*** GIVEN ENTRIES Section Begins ***

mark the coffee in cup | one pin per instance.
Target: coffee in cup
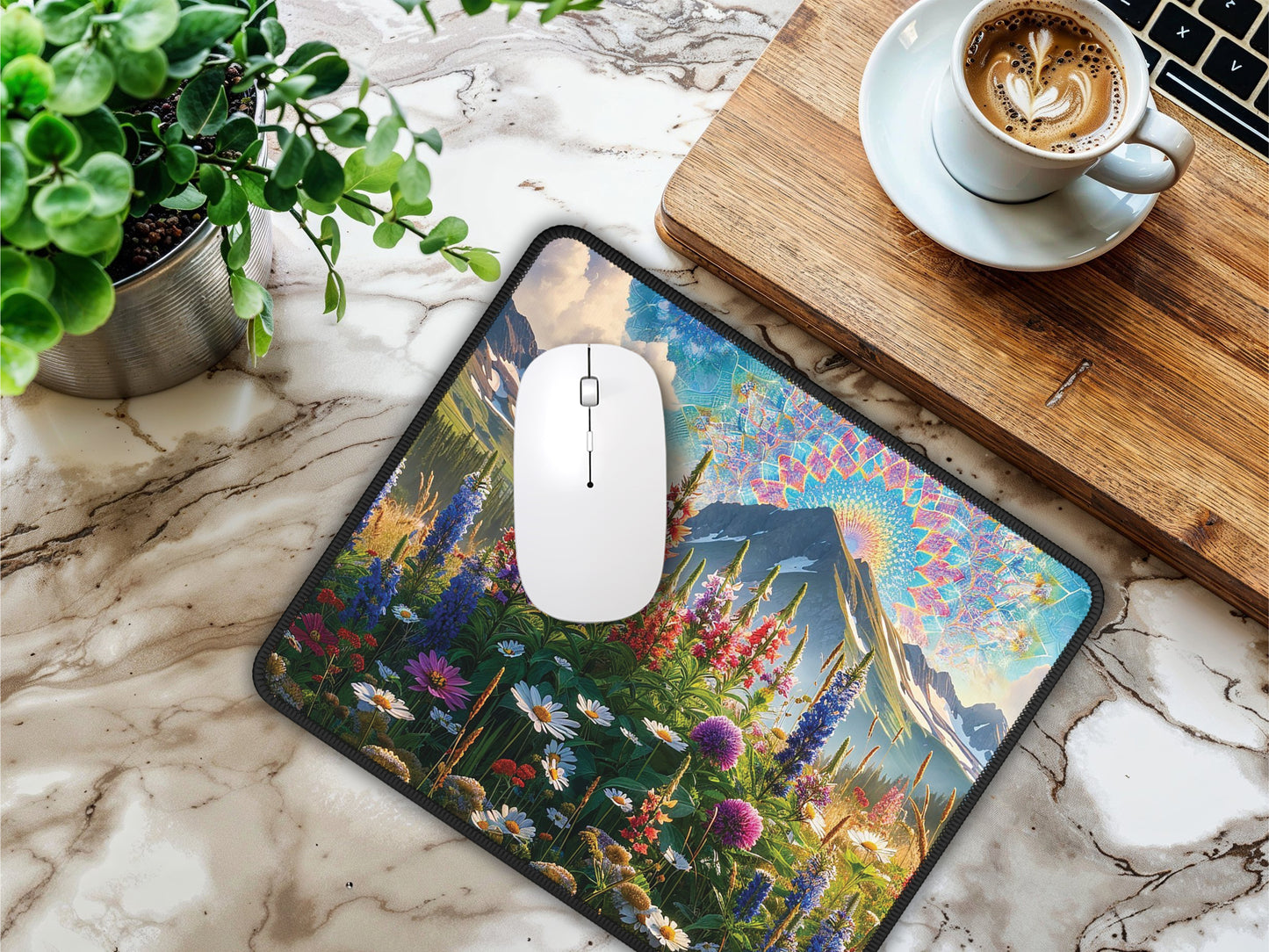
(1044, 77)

*** GIVEN ENTRIES Section Ends ***
*** GIVEN ENTRIES Section Begins ***

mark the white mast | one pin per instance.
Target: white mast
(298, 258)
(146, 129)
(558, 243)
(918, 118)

*** GIVEN ENTRIES Section Ends ***
*** GIVEN ENTRIES Section Begins ***

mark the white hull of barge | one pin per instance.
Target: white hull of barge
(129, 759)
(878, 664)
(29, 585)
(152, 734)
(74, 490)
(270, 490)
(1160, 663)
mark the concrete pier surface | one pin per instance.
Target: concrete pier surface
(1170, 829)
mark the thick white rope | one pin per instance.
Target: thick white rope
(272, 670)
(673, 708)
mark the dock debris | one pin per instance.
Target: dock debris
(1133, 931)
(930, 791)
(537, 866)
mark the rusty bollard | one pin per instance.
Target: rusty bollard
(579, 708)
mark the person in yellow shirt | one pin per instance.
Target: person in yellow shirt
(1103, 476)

*** GIVEN ENTRIES Section Ends ***

◆ **ACTION ITEM**:
In the listing above, find the line containing "Target: concrete pier surface" and the line containing "mark the person", then retype both and every line between them exactly, with nothing else.

◆ **WRITTEN RESPONSE**:
Target: concrete pier surface
(1170, 829)
mark the thick white rope | one pin per instance.
Target: thick white rope
(272, 670)
(673, 708)
mark the dock debris | one pin per instance.
Target: dock debris
(1133, 931)
(930, 791)
(537, 866)
mark the rusty bollard | one pin per instance.
Target: rusty bollard
(579, 708)
mark the person in yellow shirt | one pin per instance.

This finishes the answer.